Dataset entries
---

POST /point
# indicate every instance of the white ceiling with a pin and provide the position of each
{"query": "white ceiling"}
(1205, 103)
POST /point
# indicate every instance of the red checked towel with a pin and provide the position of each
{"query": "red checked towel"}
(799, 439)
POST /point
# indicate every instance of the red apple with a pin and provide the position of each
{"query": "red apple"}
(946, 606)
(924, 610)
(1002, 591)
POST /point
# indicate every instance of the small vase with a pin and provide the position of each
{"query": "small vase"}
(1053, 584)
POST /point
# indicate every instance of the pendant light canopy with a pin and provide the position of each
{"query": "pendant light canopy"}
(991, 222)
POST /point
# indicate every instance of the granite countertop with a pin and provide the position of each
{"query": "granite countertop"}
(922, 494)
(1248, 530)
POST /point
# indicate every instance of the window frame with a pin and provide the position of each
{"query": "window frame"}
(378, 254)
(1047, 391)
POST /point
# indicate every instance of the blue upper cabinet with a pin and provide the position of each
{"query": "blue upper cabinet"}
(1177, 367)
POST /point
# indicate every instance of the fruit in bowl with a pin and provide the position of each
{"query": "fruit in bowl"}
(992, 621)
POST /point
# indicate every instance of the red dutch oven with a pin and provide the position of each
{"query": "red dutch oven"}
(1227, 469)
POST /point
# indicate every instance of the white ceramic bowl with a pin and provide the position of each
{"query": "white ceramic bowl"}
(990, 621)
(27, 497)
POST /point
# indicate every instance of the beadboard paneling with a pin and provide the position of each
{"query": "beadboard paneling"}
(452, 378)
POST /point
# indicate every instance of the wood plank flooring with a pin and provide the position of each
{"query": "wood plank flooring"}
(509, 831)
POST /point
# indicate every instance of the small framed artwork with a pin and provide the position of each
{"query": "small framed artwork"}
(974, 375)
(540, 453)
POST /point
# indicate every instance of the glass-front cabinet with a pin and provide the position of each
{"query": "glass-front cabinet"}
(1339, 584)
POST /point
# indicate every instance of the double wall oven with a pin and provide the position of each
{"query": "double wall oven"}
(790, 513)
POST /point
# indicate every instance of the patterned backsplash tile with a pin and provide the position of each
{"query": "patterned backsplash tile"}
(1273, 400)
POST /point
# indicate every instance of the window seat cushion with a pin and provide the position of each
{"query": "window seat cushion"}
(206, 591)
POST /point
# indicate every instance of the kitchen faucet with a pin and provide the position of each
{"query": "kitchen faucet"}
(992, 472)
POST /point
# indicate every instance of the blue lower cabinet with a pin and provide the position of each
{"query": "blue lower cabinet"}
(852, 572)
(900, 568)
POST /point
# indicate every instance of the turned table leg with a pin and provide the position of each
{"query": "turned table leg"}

---

### Problem to work on
Reproduce the entries above in full, exactly as they read.

### The answer
POST /point
# indicate every instance of the white ceiling with a pin and provide the position of each
{"query": "white ceiling"}
(1205, 103)
POST /point
# indicate every instance of the red checked towel with a pin and provide the position of each
{"query": "red checked towel"}
(799, 439)
POST /point
# indicate every instance of the red apple with a pin and provide the position of each
{"query": "red apple"}
(946, 606)
(924, 610)
(1002, 591)
POST /point
# indicate every instance of the small vase with a pin and provide the position of each
{"query": "small vase"}
(1053, 584)
POST /point
# indicate every instance of the pendant light canopy with a pin and provide the position of each
{"query": "pendant light canopy"}
(991, 222)
POST /point
# indicate every instance of the granite countertop with a pin and provide the position of each
{"query": "granite countertop"}
(922, 494)
(1248, 530)
POST /point
# indicate every instance of the window frame with a pin and provide the position of each
{"query": "window frame"}
(378, 254)
(1047, 391)
POST /point
# indicate every instance of the blue upper cabinet with a pin and provide the position of each
{"query": "blue upper cabinet"}
(1177, 367)
POST /point
# indicate every instance of the fruit in bowl with a pin and provide the position of each
{"query": "fruit in bowl"}
(992, 621)
POST /point
# indicate every instance of the red dutch oven with a pin and provide the position of each
{"query": "red dutch oven"}
(1227, 469)
POST /point
# indicate every instance of the white ceramic bowl with a pin and provide the position of each
{"query": "white ceramic bowl"}
(990, 621)
(27, 497)
POST /point
# indicate every instance of the beadboard paneling with a pin and provide the position of each
{"query": "beadboard paneling"}
(452, 378)
POST /point
# indicate every instance of the wood plank flooring with a pin and provide the position of each
{"query": "wood plank flooring"}
(509, 831)
POST /point
# indicate every instance of the small framed artwork with a pin and provide the position of each
{"query": "small framed artwork"}
(974, 375)
(540, 453)
POST /point
# indicate every instance of the glass-front cabinet with a pin and provide the position of each
{"query": "glass-front cabinet"}
(1339, 584)
POST /point
# indicate every instance of the double wall oven with a pin and provide the position of each
{"query": "double wall oven"}
(790, 513)
POST /point
# indicate every instance of the patterned backsplash tile with a pin and provide the position of each
{"query": "patterned backsplash tile"}
(1273, 400)
POST /point
# indicate every instance of the window seat cushion with a pin and provide the position of each
{"query": "window seat cushion"}
(206, 591)
POST /point
# indicate every instance of the kitchen faucet with a pin and provide the position of each
{"query": "kitchen faucet"}
(992, 472)
POST /point
# indicate every instance of the blue lower cabinet with a pin and provide the position of each
{"query": "blue lower cabinet"}
(852, 572)
(900, 568)
POST /point
# indicate every instance of the turned table leg with a pin and provide the position of each
{"query": "turned table leg"}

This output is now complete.